▶ _Written request_: Convert the stretch of the listing below, from the line containing "Compliance review item #7: evidence of side" through the line containing "[120, 0, 227, 47]", into a two-column CSV headed instruction and coordinates, with each text and its answer sharing one row. Put every field in quotes and replace any line breaks with spaces.

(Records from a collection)
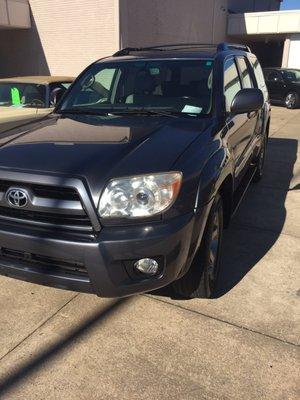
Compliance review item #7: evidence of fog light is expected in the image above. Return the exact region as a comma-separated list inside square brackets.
[134, 258, 159, 275]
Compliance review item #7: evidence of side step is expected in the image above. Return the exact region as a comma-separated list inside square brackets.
[232, 165, 256, 217]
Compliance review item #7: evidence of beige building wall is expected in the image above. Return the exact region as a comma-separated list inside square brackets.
[228, 0, 282, 13]
[0, 0, 31, 28]
[0, 0, 119, 76]
[120, 0, 227, 47]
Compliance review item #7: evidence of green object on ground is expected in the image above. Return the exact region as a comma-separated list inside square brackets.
[10, 88, 21, 106]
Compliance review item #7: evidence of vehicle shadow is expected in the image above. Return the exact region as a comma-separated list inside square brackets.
[152, 138, 300, 300]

▶ _Written response_:
instruction,coordinates
"Compliance review item #7: evidence of side step is expected in the image above. Return the exact region as a comma-separated list inside square brackets.","[232, 165, 256, 217]"
"Compliance review item #7: evidence of beige building wall is expected in the image above. Return the exact region as a comma-separated list inside square brackets.","[228, 0, 282, 13] [0, 0, 31, 28] [0, 0, 119, 76] [120, 0, 227, 47]"